Point placement records =>
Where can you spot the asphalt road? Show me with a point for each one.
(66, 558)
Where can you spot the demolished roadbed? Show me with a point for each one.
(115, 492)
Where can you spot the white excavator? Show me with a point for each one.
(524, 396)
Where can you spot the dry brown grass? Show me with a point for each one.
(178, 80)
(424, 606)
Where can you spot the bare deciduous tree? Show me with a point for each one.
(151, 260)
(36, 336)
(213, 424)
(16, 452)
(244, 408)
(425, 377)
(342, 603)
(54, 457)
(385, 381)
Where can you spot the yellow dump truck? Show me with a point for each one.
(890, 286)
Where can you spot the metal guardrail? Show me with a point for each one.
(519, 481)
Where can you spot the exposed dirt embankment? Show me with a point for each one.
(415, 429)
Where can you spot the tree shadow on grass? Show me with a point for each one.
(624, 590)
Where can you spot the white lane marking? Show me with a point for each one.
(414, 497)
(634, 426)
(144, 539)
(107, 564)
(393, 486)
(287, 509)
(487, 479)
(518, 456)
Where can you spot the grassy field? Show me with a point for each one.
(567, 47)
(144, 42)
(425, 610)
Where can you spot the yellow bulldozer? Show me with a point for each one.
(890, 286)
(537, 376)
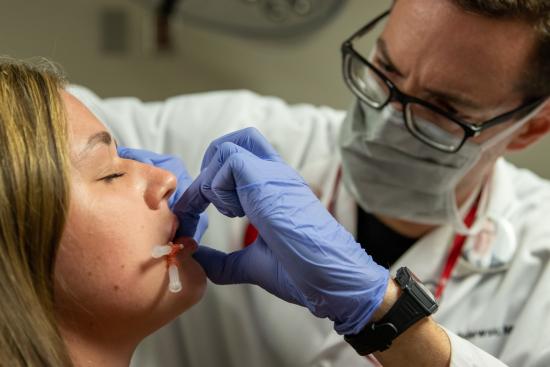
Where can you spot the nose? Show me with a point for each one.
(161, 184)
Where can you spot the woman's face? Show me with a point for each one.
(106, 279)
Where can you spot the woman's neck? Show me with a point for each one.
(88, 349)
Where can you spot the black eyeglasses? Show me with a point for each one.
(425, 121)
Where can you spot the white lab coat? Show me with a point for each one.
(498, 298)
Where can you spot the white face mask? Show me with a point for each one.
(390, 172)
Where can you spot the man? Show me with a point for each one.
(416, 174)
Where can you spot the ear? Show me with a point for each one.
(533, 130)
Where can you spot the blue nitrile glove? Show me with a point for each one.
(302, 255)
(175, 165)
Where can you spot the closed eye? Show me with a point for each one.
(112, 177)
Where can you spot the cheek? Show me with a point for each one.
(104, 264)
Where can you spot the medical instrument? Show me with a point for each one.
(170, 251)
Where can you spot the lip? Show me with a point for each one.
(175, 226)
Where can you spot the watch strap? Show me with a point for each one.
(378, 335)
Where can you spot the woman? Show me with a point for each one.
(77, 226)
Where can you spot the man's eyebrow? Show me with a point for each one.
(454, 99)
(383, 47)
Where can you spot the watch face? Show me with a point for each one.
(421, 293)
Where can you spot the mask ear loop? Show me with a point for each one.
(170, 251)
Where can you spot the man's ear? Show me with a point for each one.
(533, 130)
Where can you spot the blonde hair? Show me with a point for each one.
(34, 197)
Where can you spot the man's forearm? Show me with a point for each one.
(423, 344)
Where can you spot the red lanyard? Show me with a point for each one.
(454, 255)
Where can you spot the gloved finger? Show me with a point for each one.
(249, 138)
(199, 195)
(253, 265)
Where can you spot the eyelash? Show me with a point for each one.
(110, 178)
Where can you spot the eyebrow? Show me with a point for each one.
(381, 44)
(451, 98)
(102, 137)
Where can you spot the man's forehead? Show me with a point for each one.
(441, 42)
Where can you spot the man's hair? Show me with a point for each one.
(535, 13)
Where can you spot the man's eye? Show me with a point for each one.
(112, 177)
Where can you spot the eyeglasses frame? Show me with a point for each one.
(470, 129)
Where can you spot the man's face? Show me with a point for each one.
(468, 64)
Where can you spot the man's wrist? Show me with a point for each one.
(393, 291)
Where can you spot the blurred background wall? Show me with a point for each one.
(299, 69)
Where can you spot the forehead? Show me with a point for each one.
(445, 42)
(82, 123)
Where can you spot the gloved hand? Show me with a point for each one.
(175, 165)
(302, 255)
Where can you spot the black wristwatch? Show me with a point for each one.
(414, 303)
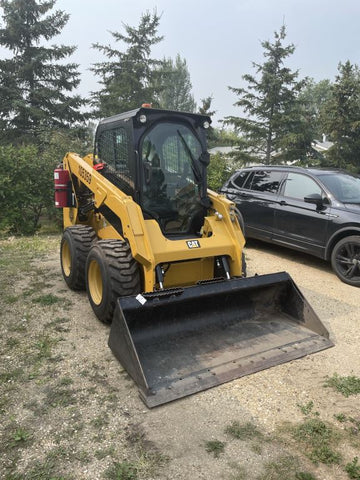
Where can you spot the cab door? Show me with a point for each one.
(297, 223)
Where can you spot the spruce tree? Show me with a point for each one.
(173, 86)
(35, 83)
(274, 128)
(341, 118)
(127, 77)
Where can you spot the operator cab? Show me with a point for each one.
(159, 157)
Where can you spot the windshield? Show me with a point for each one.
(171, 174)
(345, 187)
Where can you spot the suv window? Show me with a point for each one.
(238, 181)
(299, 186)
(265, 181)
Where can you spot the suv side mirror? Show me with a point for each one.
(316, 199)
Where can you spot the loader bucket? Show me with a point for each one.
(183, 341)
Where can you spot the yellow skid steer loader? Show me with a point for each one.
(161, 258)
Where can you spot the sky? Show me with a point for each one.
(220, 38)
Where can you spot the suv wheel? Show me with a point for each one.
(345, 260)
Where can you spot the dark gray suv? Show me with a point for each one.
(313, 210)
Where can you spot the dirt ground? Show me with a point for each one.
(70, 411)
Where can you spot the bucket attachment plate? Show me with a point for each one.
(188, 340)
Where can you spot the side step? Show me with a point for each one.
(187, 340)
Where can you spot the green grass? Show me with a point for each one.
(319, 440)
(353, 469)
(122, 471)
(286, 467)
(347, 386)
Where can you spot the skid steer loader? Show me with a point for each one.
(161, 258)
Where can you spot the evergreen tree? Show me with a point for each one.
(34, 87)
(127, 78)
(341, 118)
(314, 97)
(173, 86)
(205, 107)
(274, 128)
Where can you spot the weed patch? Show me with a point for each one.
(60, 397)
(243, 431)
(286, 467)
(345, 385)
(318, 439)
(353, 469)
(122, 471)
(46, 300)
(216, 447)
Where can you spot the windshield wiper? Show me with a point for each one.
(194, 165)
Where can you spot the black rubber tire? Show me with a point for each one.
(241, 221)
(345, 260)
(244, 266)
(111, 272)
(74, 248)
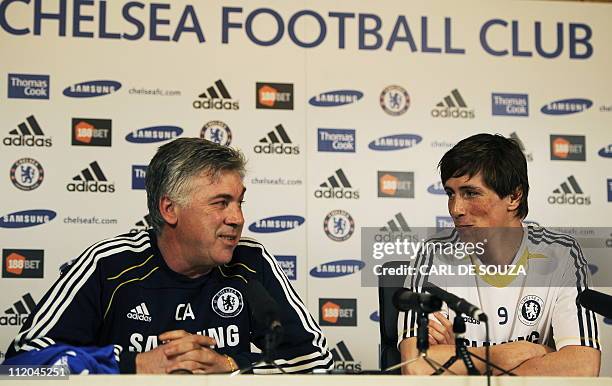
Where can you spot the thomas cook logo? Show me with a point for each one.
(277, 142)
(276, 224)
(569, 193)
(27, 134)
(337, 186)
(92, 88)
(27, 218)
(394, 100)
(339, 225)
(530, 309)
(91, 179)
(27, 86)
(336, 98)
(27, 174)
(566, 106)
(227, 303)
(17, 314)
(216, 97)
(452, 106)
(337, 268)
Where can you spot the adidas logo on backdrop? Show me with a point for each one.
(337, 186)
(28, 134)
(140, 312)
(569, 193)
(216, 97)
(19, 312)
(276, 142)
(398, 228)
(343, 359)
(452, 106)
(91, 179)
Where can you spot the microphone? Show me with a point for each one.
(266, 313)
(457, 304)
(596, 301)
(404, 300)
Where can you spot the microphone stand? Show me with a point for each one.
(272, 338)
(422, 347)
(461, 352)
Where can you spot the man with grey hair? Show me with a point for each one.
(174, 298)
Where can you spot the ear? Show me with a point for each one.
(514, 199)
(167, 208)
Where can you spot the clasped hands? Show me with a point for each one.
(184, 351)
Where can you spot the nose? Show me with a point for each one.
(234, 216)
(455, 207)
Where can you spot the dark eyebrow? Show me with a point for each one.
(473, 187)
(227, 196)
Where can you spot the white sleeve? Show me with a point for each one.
==
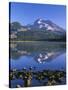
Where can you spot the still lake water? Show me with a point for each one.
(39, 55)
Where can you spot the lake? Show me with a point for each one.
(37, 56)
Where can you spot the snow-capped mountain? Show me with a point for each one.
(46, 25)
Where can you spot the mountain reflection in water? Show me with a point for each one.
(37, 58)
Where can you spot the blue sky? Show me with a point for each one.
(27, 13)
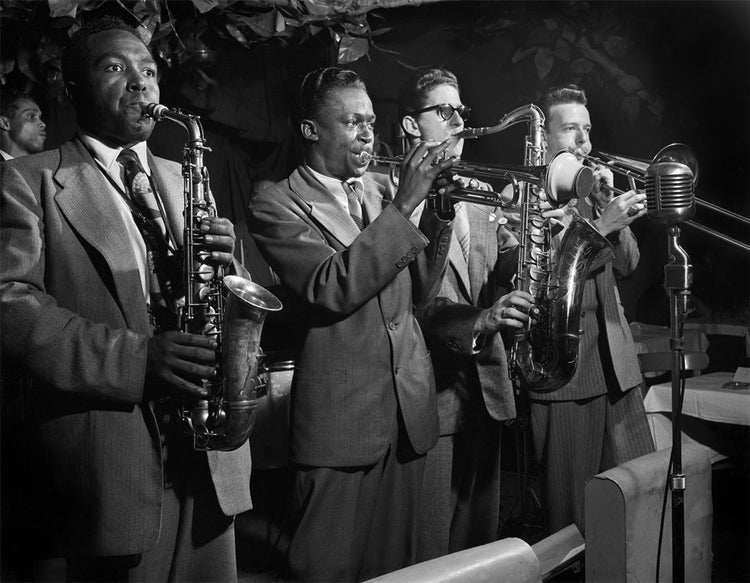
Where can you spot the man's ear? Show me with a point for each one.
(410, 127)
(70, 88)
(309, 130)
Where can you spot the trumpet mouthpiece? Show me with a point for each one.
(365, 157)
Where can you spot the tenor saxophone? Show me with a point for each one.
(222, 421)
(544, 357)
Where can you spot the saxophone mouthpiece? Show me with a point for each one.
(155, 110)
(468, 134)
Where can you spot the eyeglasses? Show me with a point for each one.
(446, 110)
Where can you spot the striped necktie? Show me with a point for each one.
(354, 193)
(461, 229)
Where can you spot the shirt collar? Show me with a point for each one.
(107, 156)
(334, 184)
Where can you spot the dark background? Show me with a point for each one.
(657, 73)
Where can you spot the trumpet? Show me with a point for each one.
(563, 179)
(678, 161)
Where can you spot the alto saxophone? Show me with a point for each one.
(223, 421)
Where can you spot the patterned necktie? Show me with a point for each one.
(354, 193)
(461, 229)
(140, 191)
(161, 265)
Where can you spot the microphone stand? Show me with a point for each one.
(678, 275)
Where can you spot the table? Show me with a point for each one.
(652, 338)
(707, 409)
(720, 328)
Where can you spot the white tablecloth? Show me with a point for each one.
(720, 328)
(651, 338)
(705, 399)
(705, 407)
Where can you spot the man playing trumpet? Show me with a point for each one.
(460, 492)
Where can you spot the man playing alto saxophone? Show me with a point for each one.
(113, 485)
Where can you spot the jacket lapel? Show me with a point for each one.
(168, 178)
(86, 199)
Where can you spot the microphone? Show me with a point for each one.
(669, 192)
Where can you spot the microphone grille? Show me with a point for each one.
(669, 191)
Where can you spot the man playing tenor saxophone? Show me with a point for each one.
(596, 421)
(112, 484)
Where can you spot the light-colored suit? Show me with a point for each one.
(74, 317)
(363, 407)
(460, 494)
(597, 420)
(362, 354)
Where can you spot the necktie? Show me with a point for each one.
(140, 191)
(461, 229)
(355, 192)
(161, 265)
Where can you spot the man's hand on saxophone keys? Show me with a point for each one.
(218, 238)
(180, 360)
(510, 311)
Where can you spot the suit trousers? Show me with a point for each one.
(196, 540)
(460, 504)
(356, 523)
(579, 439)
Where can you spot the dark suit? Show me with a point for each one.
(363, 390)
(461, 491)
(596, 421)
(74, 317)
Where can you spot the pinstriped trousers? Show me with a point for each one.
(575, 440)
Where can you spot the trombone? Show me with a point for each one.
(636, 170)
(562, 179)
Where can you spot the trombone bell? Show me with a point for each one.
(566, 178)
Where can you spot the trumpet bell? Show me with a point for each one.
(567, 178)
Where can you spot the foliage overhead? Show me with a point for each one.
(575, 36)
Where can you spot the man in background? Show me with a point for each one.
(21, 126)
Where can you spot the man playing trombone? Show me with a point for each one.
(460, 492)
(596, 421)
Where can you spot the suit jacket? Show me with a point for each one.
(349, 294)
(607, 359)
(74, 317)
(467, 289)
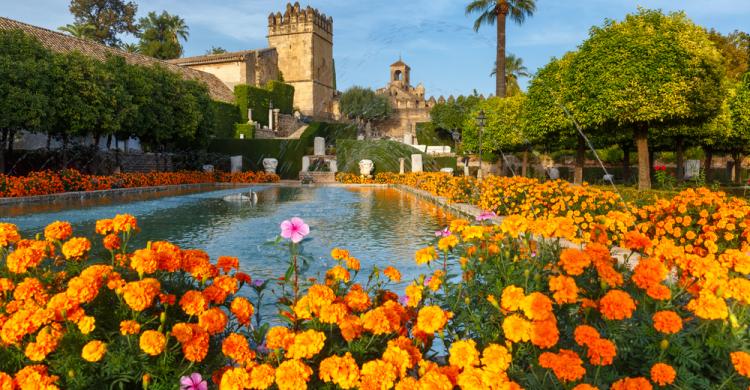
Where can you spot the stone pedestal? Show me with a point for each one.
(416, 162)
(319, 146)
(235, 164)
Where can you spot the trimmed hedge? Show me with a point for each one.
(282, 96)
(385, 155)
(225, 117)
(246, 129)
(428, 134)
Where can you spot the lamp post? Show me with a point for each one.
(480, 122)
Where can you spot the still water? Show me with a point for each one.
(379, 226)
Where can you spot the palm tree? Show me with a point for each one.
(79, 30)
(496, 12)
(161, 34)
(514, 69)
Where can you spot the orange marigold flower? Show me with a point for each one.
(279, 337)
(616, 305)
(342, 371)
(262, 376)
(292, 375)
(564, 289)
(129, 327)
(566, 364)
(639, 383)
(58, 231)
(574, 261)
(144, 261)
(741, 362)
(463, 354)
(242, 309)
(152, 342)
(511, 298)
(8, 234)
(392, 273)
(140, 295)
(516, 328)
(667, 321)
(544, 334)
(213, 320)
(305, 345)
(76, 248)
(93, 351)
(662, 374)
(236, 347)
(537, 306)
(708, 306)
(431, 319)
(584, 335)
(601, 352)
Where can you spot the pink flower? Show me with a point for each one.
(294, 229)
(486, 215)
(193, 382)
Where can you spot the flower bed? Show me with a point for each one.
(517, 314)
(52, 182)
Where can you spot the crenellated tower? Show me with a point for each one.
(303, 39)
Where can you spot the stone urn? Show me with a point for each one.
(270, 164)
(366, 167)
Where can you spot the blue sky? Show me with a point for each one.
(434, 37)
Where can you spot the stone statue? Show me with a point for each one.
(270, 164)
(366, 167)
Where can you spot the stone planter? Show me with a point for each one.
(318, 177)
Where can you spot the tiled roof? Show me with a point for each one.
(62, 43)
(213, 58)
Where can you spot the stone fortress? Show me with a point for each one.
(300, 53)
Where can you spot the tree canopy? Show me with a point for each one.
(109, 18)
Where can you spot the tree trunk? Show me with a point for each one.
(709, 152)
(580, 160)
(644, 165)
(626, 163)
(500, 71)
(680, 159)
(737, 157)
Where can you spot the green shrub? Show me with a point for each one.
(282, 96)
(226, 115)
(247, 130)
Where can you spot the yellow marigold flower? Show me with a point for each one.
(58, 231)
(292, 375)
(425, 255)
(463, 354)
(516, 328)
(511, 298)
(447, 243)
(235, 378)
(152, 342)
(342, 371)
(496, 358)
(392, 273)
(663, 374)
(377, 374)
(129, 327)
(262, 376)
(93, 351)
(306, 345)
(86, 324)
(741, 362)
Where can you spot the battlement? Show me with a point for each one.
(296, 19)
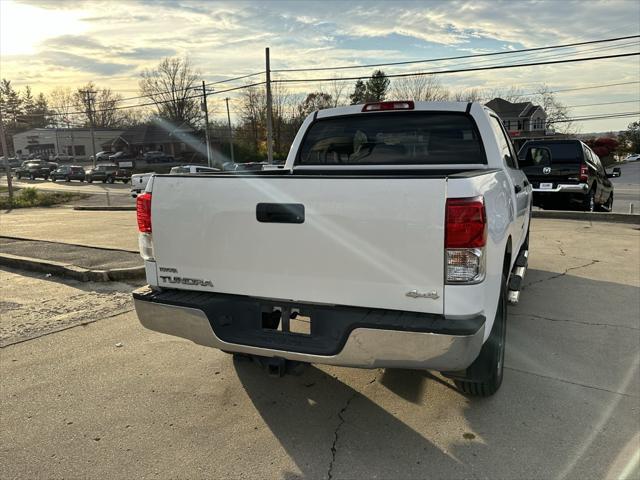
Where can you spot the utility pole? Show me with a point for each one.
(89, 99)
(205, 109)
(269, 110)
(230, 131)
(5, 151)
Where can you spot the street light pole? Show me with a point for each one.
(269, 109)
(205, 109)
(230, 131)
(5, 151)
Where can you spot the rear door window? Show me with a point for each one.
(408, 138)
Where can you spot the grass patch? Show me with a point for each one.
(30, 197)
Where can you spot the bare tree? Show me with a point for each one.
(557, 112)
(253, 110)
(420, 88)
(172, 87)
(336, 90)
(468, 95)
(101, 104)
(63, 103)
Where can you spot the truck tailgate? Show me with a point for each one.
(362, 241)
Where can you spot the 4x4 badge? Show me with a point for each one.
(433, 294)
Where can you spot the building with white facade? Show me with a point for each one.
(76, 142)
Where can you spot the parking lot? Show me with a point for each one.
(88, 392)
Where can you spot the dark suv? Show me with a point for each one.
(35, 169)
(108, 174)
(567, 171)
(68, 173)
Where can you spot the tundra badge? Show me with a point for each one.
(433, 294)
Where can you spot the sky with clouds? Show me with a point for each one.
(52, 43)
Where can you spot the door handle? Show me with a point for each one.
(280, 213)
...
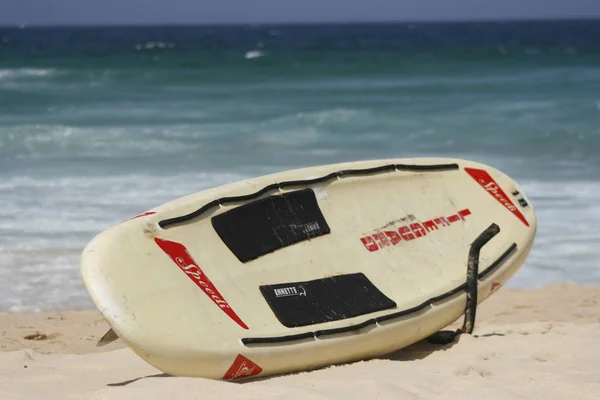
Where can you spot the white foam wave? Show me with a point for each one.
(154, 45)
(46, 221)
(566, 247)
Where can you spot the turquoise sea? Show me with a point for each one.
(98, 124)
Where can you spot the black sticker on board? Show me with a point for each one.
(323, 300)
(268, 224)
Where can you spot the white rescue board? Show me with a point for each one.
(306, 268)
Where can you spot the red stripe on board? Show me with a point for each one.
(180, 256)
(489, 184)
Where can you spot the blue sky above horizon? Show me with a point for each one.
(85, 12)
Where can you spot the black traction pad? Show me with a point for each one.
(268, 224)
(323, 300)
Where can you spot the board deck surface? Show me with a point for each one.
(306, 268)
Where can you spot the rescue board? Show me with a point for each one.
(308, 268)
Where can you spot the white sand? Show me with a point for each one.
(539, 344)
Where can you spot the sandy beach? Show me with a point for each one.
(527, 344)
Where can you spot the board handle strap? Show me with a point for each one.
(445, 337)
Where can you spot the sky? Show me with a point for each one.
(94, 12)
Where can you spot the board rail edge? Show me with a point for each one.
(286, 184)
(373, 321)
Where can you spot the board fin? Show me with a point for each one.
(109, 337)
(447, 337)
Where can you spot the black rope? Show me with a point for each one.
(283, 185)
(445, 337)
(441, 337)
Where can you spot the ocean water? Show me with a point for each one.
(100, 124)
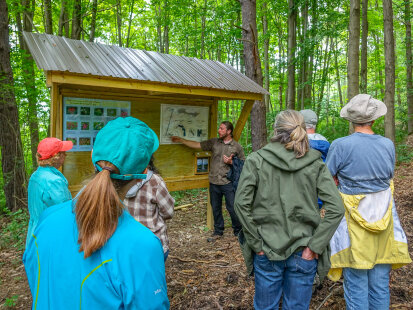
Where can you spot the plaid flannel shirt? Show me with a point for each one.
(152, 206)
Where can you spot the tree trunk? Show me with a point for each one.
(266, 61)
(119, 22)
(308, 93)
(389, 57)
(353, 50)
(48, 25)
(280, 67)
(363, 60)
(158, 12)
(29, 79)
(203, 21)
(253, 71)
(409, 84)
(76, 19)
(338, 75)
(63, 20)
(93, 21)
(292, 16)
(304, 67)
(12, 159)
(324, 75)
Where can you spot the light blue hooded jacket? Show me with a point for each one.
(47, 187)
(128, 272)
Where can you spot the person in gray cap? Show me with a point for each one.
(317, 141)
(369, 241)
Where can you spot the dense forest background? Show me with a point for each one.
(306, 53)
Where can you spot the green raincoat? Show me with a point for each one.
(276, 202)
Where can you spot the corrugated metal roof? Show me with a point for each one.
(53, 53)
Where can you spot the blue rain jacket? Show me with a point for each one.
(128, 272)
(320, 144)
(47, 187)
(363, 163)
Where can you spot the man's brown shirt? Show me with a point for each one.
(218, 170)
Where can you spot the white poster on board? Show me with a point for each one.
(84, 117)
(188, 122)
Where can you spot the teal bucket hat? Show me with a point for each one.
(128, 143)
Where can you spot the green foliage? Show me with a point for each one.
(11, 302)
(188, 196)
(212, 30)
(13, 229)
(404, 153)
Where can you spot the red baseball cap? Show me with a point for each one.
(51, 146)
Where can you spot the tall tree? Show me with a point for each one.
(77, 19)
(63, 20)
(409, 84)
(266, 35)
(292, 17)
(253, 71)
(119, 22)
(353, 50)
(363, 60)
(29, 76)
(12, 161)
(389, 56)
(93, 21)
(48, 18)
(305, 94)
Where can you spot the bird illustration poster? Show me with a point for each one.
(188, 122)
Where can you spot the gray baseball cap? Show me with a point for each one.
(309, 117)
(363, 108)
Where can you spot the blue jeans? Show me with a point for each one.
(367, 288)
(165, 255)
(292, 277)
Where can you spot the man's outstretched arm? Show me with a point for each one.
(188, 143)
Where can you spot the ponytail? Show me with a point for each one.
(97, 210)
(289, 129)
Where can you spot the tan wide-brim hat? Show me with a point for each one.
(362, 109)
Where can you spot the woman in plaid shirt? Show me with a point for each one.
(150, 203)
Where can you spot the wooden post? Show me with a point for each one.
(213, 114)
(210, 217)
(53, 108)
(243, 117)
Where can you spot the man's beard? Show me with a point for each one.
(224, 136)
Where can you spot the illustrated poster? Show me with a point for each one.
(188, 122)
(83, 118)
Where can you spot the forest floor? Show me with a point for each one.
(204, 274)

Brief =>
List each line of the listing above that contains the string "handle". Case counts.

Solution for this task =>
Where can you spot the door handle? Show me with a point for each one.
Where can you spot the board handle strap? Show me with a point for each one.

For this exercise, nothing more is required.